▶ **Consigne**: Dans le chapitre VIII ci-dessous, que dit sainte Thérèse de l'âme qui connaîtrait ces peines avant de les souffrir ? Répondez en une phrase, s'il vous plaît.

▶ **Texte de la page**:
CHAPITRE VIII
Continuation du sujet précédent
Il est bien vrai qu'il faut souffrir beaucoup pour entrer dans cet heureux état du néant divin ; et parce que tous les efforts que la créature peut faire avec la grâce commune ne sont pas capables d'y introduire, Dieu, tout bon, vient Miséricordieusement au secours par ces peines qui sont extraordinaires, soit qu'elles le soient en elles-mêmes, soit qu'étant ordinaires, comme par exemple les maladies du corps, elles soient données d'une manière qui ne l'est pas.
Oh ! Que les hommes savent peu les bontés de notre Dieu très Miséricordieux ! L'on trouve sa conduite pleine de rigueur, lorsquelle est toute remplie de Miséricorde ineffable. Les hommes pécheurs, malades de la grande maladie du péché, ou gâtés par les taches qui en restent, ne peuvent ni se guérir, ni se laver parfaitement avec des remèdes ordinaires.
Que fait Dieu dans son excessive charité, cet unique médecin de nos âmes ! Il y met lui-même sa divine main ; et parce que le mal demande une application douloureuse des remèdes, nous crions et nous nous tourmentons, quand nous devrions baiser un million de fois amoureusement cette main divine, et fondre en actions de grâces de ce qu'elle s'applique à notre sanctification.
Grâce très particulière, qui demande des reconnaissances singulières ; car Dieu, tout bon, ne fait pas la grâce de ces croix extraordinaires à un chacun : c'est une faveur réservée pour les meilleurs amis. Hélas donc ! Qu'avons-nous à nous plaindre, s'il nous traite comme ses favoris ? Cependant, comme ces peines sont très rudes à la nature, sainte Thérèse assure que si l'âme les savait avant que de les souffrir, elle aurait de la peine à s'y résoudre : tant il est vrai que nos lâchetés sont grandes et nos misères excessives.

▶ **Données**:
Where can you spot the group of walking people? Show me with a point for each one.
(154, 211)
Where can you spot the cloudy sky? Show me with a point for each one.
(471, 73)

▶ **Réponse**: Elle aurait de la peine à s'y résoudre.